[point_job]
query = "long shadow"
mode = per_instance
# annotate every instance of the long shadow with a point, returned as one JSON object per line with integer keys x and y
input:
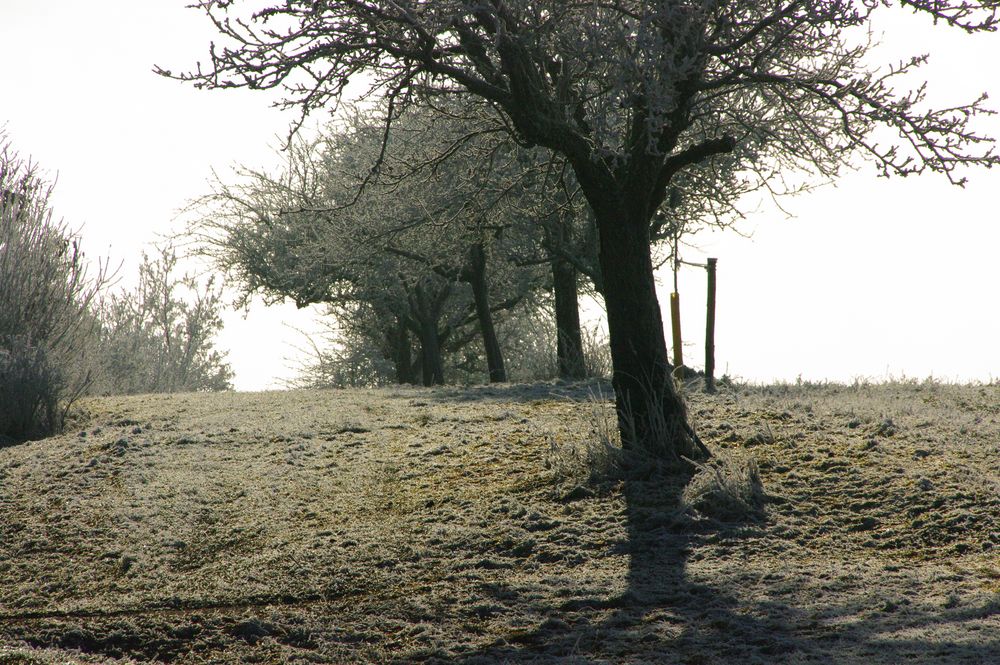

[PROMPT] Copy the lines above character for character, and leave out the picture.

[SOLUTION FOR THIS EXERCISE]
[point_job]
query = "long shadow"
mode = per_instance
# annotate every instance of the long shadow with a point, returned as one JSON object per line with integer keys x and y
input:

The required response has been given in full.